● TEXT SHOWN:
══════
What is MCAT?
The majority of medical schools require your MCAT (Medical College Admission Test) passed. The MCAT is a computer-based test consisting of four sections designed by the Association of American Medical Colleges (AAMC). You will need 7.5 hours to complete the test, so it is a very challenging option. The MCAT tests your knowledge in biological and physical sciences, writing techniques, and reasoning. Since 2015 you also have to know how people can overcome stresses, deal with emotions, or behave while communicating with other people.
Registration and Fees
You can register for the MCAT online through the AAMC webpage. This should be done well in advance to ensure your MCAT location and date are available. The MCAT cost is $315 if you register at least three weeks before the test date. For those who opt for the late registration, the price rises to $370. However, for this money, your results will be sent to the medical schools accordingly.
So, quite a high price and exhausting duration motivate you to take this exam only once. You should also know that additional fees may apply if you decide to change the chosen date or cancel your exam. Still, if you do not have funds for the MCAT, you can apply for a Fee Assistance Program. Your eligibility will depend on your family’s total income for the last year, and you can check the detailed criteria on the official AAMC site.
══════
● INFORMATION PROVIDED:
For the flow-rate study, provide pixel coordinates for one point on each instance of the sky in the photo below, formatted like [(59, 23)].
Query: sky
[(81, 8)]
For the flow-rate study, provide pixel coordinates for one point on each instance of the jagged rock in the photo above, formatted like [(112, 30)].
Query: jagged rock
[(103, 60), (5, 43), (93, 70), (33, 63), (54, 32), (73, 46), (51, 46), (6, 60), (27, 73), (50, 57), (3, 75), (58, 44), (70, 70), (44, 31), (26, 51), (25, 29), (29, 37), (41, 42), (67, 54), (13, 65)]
══════
● ACTIVITIES:
[a] In the MCAT text, what is the registration cost for test-takers who register at least three weeks before the test date?
[b] Reproduce the part of the MCAT text starting at "Registration and Fees" and ending at "medical schools accordingly.".

● RESPONSES TO THE EXERCISE:
[a] $315

[b]
Registration and Fees
You can register for the MCAT online through the AAMC webpage. This should be done well in advance to ensure your MCAT location and date are available. The MCAT cost is $315 if you register at least three weeks before the test date. For those who opt for the late registration, the price rises to $370. However, for this money, your results will be sent to the medical schools accordingly.